Planned Parenthood will officially withdraw from the Title X family planning network on Monday, the deadline for the program's grantees to assure the Trump administration they would stop offering direct abortion referrals.
Their exit means they will no longer take any of the roughly $250 million in federal funds earmarked for the Nixon-era family planning program. However, Planned Parenthood officials did not confirm how much money they will be giving up in a call with reporters on Monday.
Alexis McGill Johnson, acting CEO of the organization's advocacy arm Planned Parenthood Federation of America, said Planned Parenthood grantees and their affiliate clinics will use emergency funds to cover the costs.
According to HHS, seven of the 90 total grantees for fiscal 2019 were Planned Parenthood affiliates that covered eight states. The grantees received $16.1 million, or 6%, of the $255.7 million awarded. This doesn't include all Planned Parenthood facilities that were subrecipients of the funding.
The financial hit will vary depending on the state and Planned Parenthood officials and their allied states are looking to the courts and to Congress to make it temporary.
But so far the courts have kept things uncertain for the program's grantees, and Planned Parenthood's exit represents the first major fallout from the Trump administration's new Title X rules.
The reproductive healthcare giant's decision was accelerated by the administration's Aug. 19 deadline requiring all grantees to state they won't offer direct counseling on abortions. At most, physicians or advance practice providers could include abortion clinics among other options, and only when directly asked.
These new requirements on abortion counseling inflamed major medical groups, including the American Medical Association, on the grounds they interfere with the physician-patient relationship.
If the courts don't step in, the decision could reshape the Title X network across the country, in some cases dramatically. For example, Planned Parenthood currently manages the Title X networks in such states as Alaska, Connecticut, Minnesota and Utah.
There are several other states where Planned Parenthood sees at least one-third of patients who qualify for Title X financial aid, including Arizona, California, Indiana, Iowa, Michigan, Missouri, Montana and Pennsylvania.
Additional Title X grantees have said they are also leaving the program. Maine's sole Title X grantee, Maine Family Planning, sent a letter to HHS on Monday to announce it will withdraw by the end of the day.
The health departments in Hawaii, Oregon and Washington state, each of which run the Title X networks in their states, have signaled they will leave the network as well. Washington had already stopped accepting the federal funds, without fully severing ties with HHS.
All told, seven states have said they will not comply with the new regulations.
Still, Planned Parenthood has hopes Congress will intervene. Johnson said the group and its supporters are calling on both chambers of Congress to block the new rules through an amendment to the upcoming spending bills.
The court battle is far from over. The full 9th U.S. Circuit Court of Appeals will hear oral arguments the week of Sept. 23 on the merits of the lawsuit to overturn the new rule.

# [Data excerpts]

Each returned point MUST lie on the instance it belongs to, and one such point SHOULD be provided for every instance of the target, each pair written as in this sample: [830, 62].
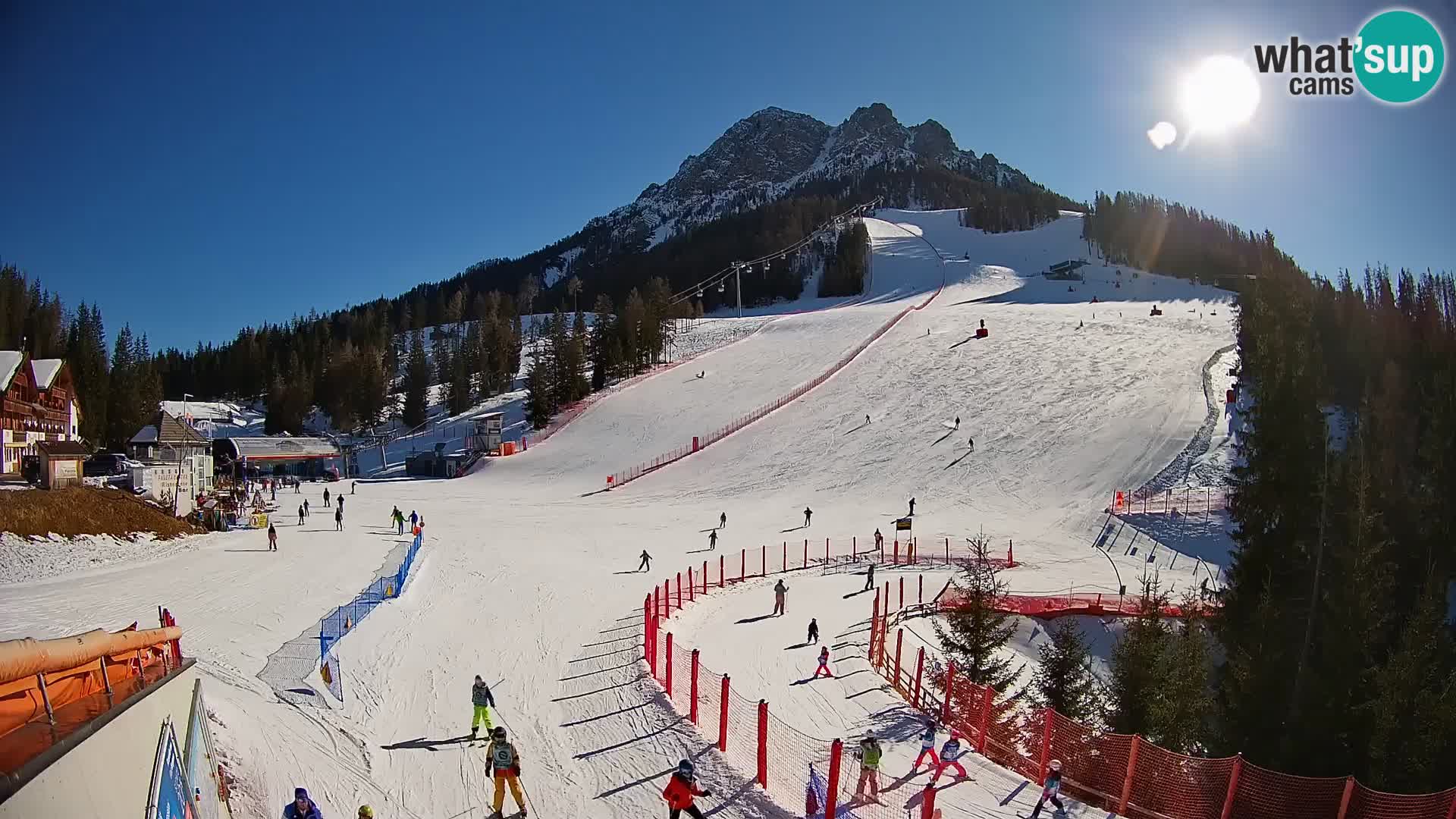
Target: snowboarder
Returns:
[504, 764]
[949, 755]
[868, 755]
[680, 790]
[302, 806]
[1049, 792]
[927, 748]
[482, 701]
[823, 667]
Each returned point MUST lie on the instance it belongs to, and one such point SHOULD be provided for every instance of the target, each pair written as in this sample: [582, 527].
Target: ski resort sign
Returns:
[1397, 57]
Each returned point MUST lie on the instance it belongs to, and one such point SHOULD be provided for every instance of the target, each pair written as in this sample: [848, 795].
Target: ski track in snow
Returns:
[528, 567]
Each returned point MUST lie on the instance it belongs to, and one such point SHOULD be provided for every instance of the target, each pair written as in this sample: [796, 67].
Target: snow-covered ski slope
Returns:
[526, 575]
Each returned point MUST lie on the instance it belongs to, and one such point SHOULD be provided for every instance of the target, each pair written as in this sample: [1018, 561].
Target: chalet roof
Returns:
[169, 431]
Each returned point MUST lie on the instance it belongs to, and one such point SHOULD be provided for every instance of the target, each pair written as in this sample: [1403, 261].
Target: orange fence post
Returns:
[1128, 779]
[987, 695]
[692, 689]
[1345, 798]
[836, 749]
[949, 687]
[764, 744]
[723, 717]
[1234, 787]
[919, 670]
[1046, 745]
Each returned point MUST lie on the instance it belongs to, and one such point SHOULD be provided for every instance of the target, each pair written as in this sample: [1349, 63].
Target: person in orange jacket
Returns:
[680, 792]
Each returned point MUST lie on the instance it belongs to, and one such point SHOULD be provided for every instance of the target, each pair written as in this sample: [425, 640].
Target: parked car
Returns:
[105, 464]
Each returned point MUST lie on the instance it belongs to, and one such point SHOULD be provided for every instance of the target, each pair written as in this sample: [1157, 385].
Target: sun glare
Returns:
[1220, 93]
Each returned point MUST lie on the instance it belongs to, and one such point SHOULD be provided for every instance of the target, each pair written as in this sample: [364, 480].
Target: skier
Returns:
[302, 806]
[868, 755]
[823, 665]
[949, 755]
[927, 748]
[482, 701]
[506, 764]
[680, 790]
[1049, 792]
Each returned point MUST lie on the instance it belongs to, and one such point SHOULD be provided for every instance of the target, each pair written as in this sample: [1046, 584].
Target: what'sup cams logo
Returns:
[1397, 57]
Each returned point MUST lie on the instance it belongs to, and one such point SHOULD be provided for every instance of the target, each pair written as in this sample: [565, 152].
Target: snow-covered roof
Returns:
[9, 363]
[46, 371]
[281, 447]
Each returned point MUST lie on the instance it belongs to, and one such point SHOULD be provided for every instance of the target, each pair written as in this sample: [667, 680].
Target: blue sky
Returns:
[197, 169]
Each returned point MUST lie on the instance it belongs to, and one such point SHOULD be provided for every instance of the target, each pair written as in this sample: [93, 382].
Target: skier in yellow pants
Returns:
[506, 764]
[482, 700]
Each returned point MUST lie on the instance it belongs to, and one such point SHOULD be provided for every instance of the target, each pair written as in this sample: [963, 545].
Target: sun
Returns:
[1220, 93]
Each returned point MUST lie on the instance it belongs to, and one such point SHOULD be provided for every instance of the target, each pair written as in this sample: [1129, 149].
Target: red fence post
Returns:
[1234, 787]
[987, 697]
[949, 687]
[1128, 779]
[723, 717]
[1046, 745]
[1345, 798]
[764, 744]
[919, 670]
[692, 689]
[900, 639]
[836, 749]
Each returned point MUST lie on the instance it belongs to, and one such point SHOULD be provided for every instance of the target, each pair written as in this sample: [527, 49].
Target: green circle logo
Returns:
[1400, 55]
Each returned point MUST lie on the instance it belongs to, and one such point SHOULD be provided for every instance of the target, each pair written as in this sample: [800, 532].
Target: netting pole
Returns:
[1234, 787]
[949, 687]
[1128, 779]
[1345, 798]
[987, 697]
[919, 670]
[1046, 746]
[764, 744]
[836, 749]
[723, 717]
[928, 800]
[692, 687]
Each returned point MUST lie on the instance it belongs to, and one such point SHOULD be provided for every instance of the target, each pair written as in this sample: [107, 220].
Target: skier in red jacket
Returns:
[680, 792]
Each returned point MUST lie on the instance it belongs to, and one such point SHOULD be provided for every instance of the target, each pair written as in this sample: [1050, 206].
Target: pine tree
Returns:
[1063, 679]
[974, 632]
[417, 382]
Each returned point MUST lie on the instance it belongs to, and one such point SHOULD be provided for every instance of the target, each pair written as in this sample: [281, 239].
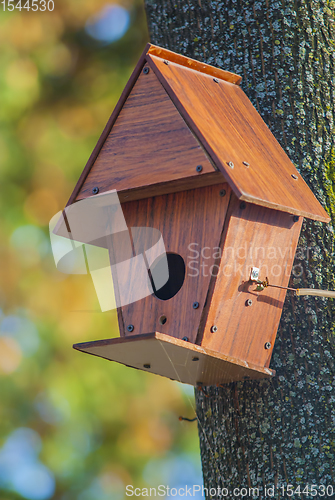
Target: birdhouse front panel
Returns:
[246, 320]
[186, 220]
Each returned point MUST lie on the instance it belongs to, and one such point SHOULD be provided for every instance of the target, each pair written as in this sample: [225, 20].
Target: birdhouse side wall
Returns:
[190, 223]
[240, 321]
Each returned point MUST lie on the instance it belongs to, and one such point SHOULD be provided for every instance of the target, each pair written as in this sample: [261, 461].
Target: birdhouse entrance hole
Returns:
[177, 268]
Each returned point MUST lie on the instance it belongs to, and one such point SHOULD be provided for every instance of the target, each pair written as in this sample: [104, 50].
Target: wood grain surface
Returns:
[149, 144]
[254, 237]
[173, 358]
[231, 131]
[194, 216]
[168, 55]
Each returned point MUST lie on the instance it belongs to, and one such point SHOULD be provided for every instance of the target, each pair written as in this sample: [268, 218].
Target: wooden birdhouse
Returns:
[190, 156]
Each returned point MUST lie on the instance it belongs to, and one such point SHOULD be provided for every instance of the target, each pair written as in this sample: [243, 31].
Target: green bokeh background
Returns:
[102, 426]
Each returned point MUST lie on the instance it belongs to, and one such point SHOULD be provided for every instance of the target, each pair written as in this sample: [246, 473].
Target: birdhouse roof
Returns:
[180, 114]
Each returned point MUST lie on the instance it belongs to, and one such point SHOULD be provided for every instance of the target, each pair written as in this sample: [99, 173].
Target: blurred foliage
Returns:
[87, 426]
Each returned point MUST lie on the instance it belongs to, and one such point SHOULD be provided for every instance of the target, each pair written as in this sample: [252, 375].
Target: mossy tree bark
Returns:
[254, 434]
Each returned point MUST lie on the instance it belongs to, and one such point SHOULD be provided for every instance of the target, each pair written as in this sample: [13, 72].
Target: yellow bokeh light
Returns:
[10, 355]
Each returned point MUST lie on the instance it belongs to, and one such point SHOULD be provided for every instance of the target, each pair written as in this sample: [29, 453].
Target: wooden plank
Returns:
[149, 144]
[190, 217]
[184, 184]
[173, 358]
[168, 55]
[254, 237]
[230, 129]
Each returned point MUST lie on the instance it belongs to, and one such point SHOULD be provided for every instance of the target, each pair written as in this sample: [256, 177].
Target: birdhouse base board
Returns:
[174, 358]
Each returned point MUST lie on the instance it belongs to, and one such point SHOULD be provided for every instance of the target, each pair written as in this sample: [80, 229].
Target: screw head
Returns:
[162, 320]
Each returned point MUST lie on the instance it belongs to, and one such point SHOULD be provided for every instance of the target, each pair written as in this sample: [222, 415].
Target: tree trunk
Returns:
[257, 434]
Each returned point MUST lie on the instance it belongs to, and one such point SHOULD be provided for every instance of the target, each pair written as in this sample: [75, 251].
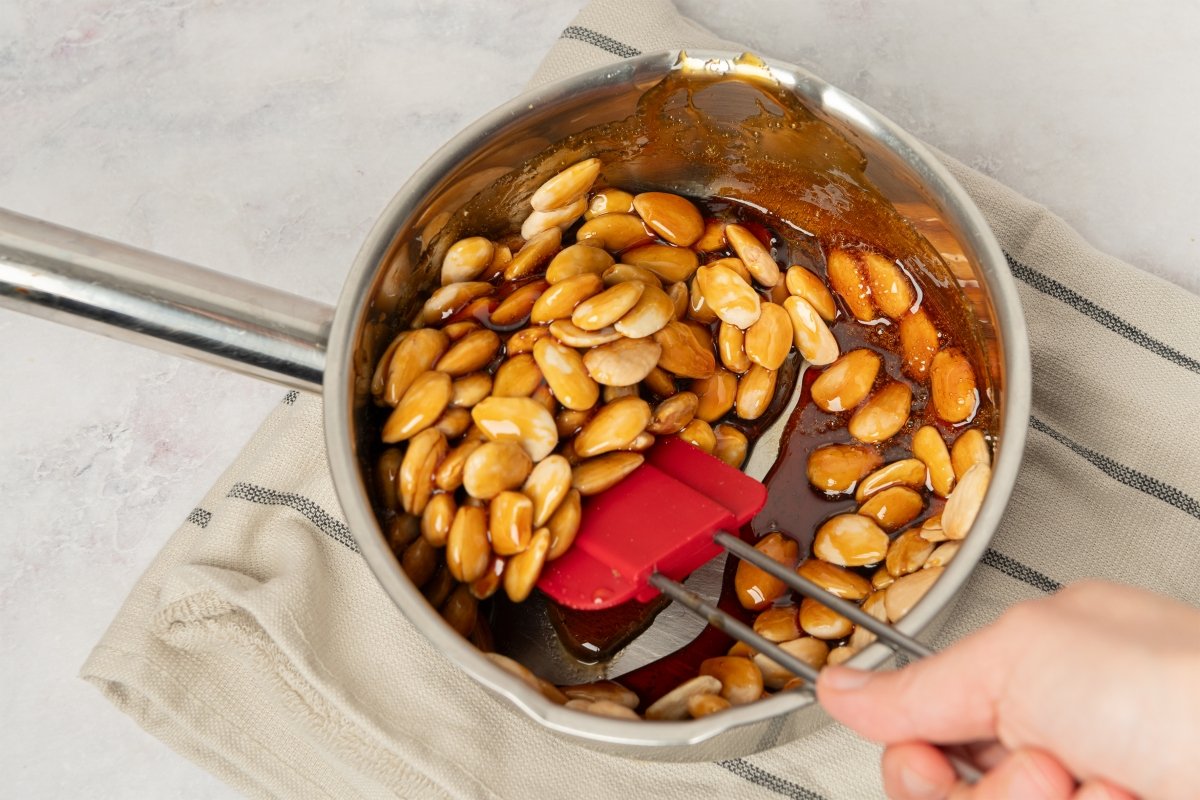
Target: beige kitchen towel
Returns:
[259, 645]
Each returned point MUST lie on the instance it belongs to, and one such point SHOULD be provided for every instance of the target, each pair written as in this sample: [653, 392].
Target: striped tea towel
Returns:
[259, 645]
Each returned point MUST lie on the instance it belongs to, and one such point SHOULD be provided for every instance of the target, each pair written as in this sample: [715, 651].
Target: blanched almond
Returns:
[468, 553]
[931, 529]
[697, 307]
[419, 408]
[609, 306]
[701, 705]
[562, 217]
[516, 377]
[850, 540]
[804, 283]
[891, 288]
[570, 184]
[953, 386]
[731, 445]
[623, 272]
[564, 523]
[534, 254]
[837, 469]
[419, 561]
[437, 517]
[495, 467]
[942, 555]
[571, 335]
[577, 259]
[808, 649]
[846, 276]
[466, 259]
[454, 422]
[756, 589]
[846, 382]
[523, 569]
[415, 480]
[523, 340]
[778, 624]
[611, 394]
[918, 341]
[613, 427]
[520, 420]
[682, 354]
[811, 335]
[756, 389]
[449, 473]
[670, 216]
[700, 434]
[754, 254]
[471, 353]
[965, 501]
[906, 591]
[679, 298]
[822, 623]
[469, 389]
[609, 200]
[561, 299]
[731, 299]
[567, 374]
[834, 579]
[595, 475]
[652, 312]
[894, 507]
[717, 395]
[875, 606]
[840, 655]
[623, 362]
[970, 449]
[455, 331]
[906, 471]
[882, 416]
[731, 347]
[907, 552]
[660, 383]
[510, 522]
[769, 340]
[414, 355]
[672, 414]
[547, 486]
[387, 473]
[613, 232]
[669, 263]
[569, 421]
[741, 678]
[930, 449]
[673, 705]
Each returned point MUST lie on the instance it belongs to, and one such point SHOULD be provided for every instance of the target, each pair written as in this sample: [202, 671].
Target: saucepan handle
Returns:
[160, 302]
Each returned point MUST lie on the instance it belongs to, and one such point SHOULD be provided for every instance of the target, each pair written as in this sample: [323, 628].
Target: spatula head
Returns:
[660, 518]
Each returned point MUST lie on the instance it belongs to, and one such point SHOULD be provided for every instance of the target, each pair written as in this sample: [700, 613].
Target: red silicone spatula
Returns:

# [Exercise goal]
Copy everything in the Title X article from "But so far the" down to "when directly asked.", swapping "grantees" for "recipients" throughout.

# [Exercise solution]
But so far the courts have kept things uncertain for the program's recipients, and Planned Parenthood's exit represents the first major fallout from the Trump administration's new Title X rules.
The reproductive healthcare giant's decision was accelerated by the administration's Aug. 19 deadline requiring all recipients to state they won't offer direct counseling on abortions. At most, physicians or advance practice providers could include abortion clinics among other options, and only when directly asked.